EXERCISE AIM: Rewrite every one of the records below with "detector" changed to "locator" and nothing else altered. Leave the pictures out of your answer.
((
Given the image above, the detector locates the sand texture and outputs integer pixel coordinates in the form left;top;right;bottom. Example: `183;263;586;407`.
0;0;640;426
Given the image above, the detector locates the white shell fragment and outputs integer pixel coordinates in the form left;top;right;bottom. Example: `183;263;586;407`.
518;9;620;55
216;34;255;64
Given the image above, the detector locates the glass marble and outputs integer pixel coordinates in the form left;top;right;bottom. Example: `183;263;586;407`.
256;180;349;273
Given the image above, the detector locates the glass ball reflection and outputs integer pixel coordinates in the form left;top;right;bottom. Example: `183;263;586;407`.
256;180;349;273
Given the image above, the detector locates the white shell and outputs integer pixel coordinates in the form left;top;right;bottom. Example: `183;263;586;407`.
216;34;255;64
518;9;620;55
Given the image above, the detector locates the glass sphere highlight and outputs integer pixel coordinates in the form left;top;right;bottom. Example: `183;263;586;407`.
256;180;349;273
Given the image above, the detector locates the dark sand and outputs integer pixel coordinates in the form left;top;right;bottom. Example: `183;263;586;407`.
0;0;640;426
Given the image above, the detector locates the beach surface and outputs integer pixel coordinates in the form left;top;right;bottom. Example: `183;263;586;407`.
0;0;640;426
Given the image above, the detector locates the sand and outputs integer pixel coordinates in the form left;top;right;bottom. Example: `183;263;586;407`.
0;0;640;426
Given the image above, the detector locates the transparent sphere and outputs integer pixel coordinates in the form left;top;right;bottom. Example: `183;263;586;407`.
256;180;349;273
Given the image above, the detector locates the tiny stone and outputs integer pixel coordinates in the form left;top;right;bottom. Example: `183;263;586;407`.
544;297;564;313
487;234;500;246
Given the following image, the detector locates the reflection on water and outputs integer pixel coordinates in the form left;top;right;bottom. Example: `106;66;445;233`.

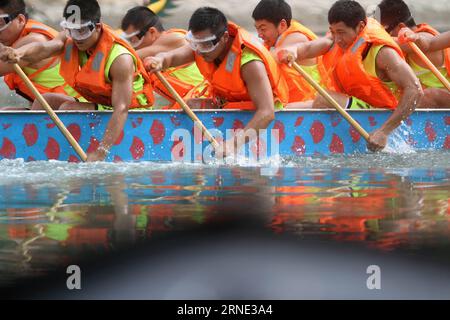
0;152;450;287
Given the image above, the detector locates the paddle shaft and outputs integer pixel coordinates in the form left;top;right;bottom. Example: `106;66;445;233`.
292;62;369;141
408;42;450;91
13;63;87;161
155;71;219;149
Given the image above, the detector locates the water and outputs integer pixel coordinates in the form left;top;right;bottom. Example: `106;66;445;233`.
0;152;450;297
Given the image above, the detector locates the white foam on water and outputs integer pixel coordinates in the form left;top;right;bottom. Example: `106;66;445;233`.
383;122;416;154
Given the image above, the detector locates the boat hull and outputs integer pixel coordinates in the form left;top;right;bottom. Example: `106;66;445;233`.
0;110;450;162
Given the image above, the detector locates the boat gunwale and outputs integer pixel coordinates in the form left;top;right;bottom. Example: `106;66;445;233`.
0;108;450;115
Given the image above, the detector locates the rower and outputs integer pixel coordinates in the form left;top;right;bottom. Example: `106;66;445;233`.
252;0;329;108
278;0;423;151
145;7;289;155
0;0;154;162
378;0;450;108
0;0;78;109
122;6;204;107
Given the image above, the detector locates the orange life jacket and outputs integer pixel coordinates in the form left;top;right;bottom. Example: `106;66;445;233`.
414;23;450;74
323;18;404;109
4;19;66;101
268;20;331;102
60;24;154;109
195;22;289;110
150;29;200;102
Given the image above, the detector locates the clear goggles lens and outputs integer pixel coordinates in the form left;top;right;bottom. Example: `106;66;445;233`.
0;14;13;31
186;31;219;53
61;20;95;41
123;31;144;49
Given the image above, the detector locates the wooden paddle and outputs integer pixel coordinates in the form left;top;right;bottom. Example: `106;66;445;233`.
292;62;369;141
155;71;219;150
408;42;450;91
13;63;87;161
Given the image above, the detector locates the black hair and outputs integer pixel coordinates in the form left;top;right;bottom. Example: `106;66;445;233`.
328;0;367;29
378;0;416;30
63;0;102;23
0;0;27;18
252;0;292;27
122;6;164;32
189;7;228;35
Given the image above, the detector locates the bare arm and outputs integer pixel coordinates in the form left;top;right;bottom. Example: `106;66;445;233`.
0;32;66;64
0;33;53;77
275;32;317;65
394;31;434;55
429;31;450;51
398;28;450;52
369;47;423;151
137;34;187;59
88;54;135;161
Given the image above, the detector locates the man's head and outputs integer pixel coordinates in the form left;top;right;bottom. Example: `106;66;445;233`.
0;0;27;46
378;0;416;37
252;0;292;47
122;6;164;49
328;0;367;49
61;0;102;51
187;7;230;62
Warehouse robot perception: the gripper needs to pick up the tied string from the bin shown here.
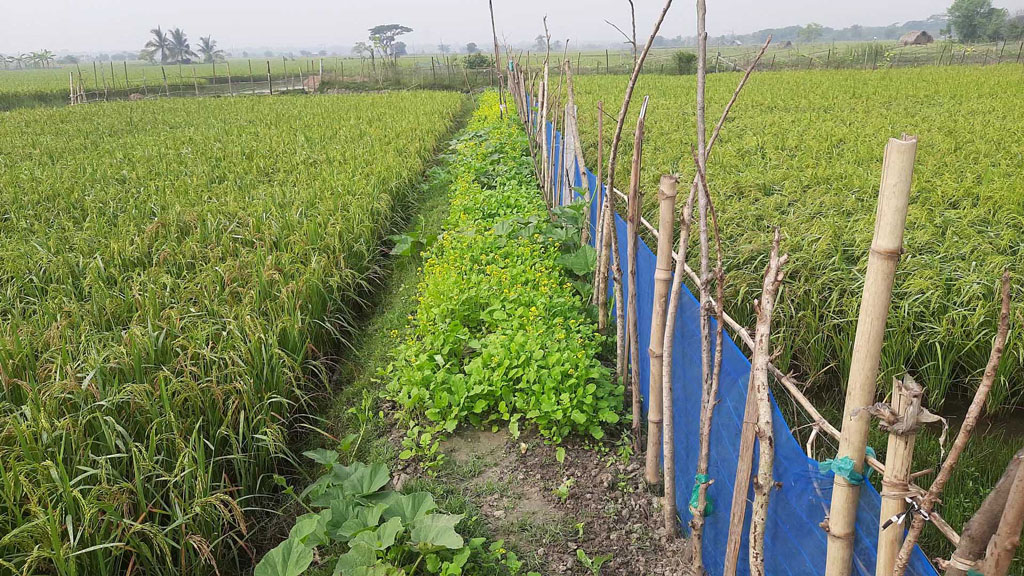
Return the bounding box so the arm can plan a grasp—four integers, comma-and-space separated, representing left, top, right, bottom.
882, 496, 932, 530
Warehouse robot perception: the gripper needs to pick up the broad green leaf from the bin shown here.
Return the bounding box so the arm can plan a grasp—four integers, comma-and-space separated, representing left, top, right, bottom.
254, 538, 313, 576
288, 509, 331, 548
334, 544, 377, 576
351, 518, 404, 551
410, 513, 465, 550
384, 492, 437, 524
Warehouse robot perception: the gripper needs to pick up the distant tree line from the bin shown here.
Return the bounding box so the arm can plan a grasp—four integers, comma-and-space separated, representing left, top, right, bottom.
138, 26, 226, 64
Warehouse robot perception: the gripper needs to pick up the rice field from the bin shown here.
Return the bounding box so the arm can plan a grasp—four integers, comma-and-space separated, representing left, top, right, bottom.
0, 92, 464, 576
575, 65, 1024, 409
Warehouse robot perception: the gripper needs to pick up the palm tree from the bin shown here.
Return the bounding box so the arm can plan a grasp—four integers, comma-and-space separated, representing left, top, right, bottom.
171, 28, 199, 64
144, 26, 171, 64
199, 36, 224, 64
))
EXERCISE ANSWER:
Given the image above, the locator locates the sand texture and outputs integer pixel coordinates in the form left;top;right;bottom. Example: `183;263;586;407`.
0;0;640;426
Given the image above, the locator locates the white shell fragment and outputs integer pixel coordinates in the form left;top;right;bottom. Example: `183;263;586;407`.
518;9;620;55
216;34;255;64
Given the image above, the locator locates the glass marble and outputs integer pixel coordinates in the form left;top;right;bottom. Example: `183;263;586;407`.
256;180;349;273
Given the image above, the locator locates the glass ball reflection and outputs integer pixel coordinates in the form left;top;right;bottom. Example: `183;263;586;407`.
256;180;349;273
Given the image above, the locator locates the white shell and outputs integer pixel coordinates in the form left;top;right;bottom. Example: `183;263;586;407`.
216;34;255;64
518;9;620;55
Given the image above, the locator locates the glass sphere highlight and outputs integer pixel coordinates in the form left;top;right;bottom. Example: `183;263;586;407`.
256;180;349;273
Given the image above, the locator locates the dark sand and outputs integer pixel coordinates in the form left;top;right;bottom. Example: `183;263;586;407`.
0;0;640;426
Given the image above, the locator locates the beach surface and outputs integer pixel coordinates in the form left;top;right;bottom. Example: `183;263;586;407`.
0;0;640;426
Given the image above, the locator locates the sand and outputs integer pixel coordinates in the form left;top;right;bottom. Example: `183;263;586;407`.
0;0;640;426
Given the image above, the locator locates the transparent sphere and outputs integer pixel coordinates in the form left;top;right;bottom. Example: `183;263;586;407`.
256;180;349;273
Given the image above, the locator locates the tiny stone and outputs integer pixel coordinates in the form left;top;right;bottom. Example: `183;263;586;407`.
544;297;564;313
487;234;500;246
Given the following image, the locator locates the reflection on water and outputs integer pixel coordinates in the form left;top;right;bottom. Example: `106;66;445;233`.

0;152;450;287
Given the image above, the locator locates the paddle shaft and outputs integer pixel coordinates in the form left;top;right;bottom. Example: `106;66;445;233`.
292;62;369;141
408;42;450;91
13;63;87;161
155;71;219;149
Given the image above, the locator locates the water and outputs integer pixel coordinates in the form left;top;right;bottom. Example: `106;66;445;233`.
0;152;450;297
Given the image above, the locator locates the white foam on water and outputs integer pixel coordinates in the form left;top;right;bottom. Example: `106;66;445;233`.
383;122;416;154
Given the image above, the locator locates the boat hull and outputs integer pixel coordinates in the form left;top;right;bottom. Example: `106;66;445;233`.
0;110;450;162
Given the image above, the locator locates the boat gunwale and outputs integer pixel coordinates in the form left;top;right;bottom. Example: `106;66;445;233`.
0;108;450;115
Given the image above, the locator locates the rower and outputs integer pixel coordinates in the form left;top;right;bottom. Example: `106;66;445;233`.
252;0;329;108
278;0;423;151
145;7;289;155
0;0;154;162
378;0;450;108
0;0;78;109
122;6;204;107
Given the image above, the locator locates the orange life jacket and outputs integer pixel coordinates in the form left;top;right;bottom. Example: `106;66;445;233`.
414;23;450;74
323;18;404;109
4;19;66;101
268;20;331;102
60;24;154;109
195;22;289;110
150;29;200;102
Given the image above, the locator locates the clear goggles lens and outputs integer pixel coordinates in the form left;top;right;bottom. Example: `106;66;445;233`.
0;14;13;31
186;31;219;53
61;20;95;41
123;31;144;49
Given the image above, the locator locates the wooden paddle and outputs integer pixel coordinates in the form left;top;right;bottom. Example: `106;66;445;233`.
292;62;369;141
155;71;219;150
408;42;450;91
13;63;87;161
Given the image above, the locator locates the black hair and outputs integer pixel coordinates in the form left;top;right;bottom. Example: `106;66;445;233`.
328;0;367;29
378;0;416;30
63;0;102;23
0;0;27;18
252;0;292;27
122;6;164;32
189;7;228;35
Given the image above, the locator locates the bare arm and outputs integer pixel coordinates in the form left;top;right;bottom. Example: `106;66;445;233`.
0;32;66;64
0;33;53;77
275;32;317;65
394;31;434;55
429;31;450;51
398;28;450;52
369;47;423;151
137;34;187;59
88;54;135;161
Given the image above, the locator locates the man's head and outputs integer pixel coordinates in the form left;top;right;bottom. Example: `106;66;445;233`.
0;0;27;46
378;0;416;37
252;0;292;47
122;6;164;49
328;0;367;49
61;0;102;51
187;7;230;62
Warehouse robot perception: the gripper needs to pick up the tied string from the bin shown here.
Return the bounding box so the arm can plan a grasp—four integers, comma-and-space separated, representing left, top, right, bottom.
882, 496, 932, 530
Warehouse robot perception: the gripper needs to pick up the broad green leaf from the bin shown here.
Return the bounding box so the arm can plan a grasp—four integers, comma-and-space separated, representing left, top, right, bottom.
254, 538, 313, 576
288, 509, 331, 548
334, 544, 377, 576
351, 518, 404, 551
410, 513, 465, 550
384, 492, 437, 524
Warehouse robot perception: the gripper needs to pick up the distant tree line from the bin shown here.
Return the bounding box so the arm can plan a grasp—four integers, comma-and-space separated, representing left, top, right, bottom.
138, 26, 226, 64
Warehouse robot perception: the gripper needs to pick up the rice field from the bin shown here.
Return the bounding box so the arm can plan a grasp—four integers, comma-and-space separated, representing left, top, right, bottom.
0, 92, 464, 576
575, 65, 1024, 409
Warehouse robot perception: the gripper needs to pick up the palm tree from the bin shown here.
Return the bounding box so the arm can plan a grasp—four integers, comma-and-space separated, representing left, top, right, bottom.
171, 28, 199, 64
144, 26, 171, 64
199, 36, 224, 64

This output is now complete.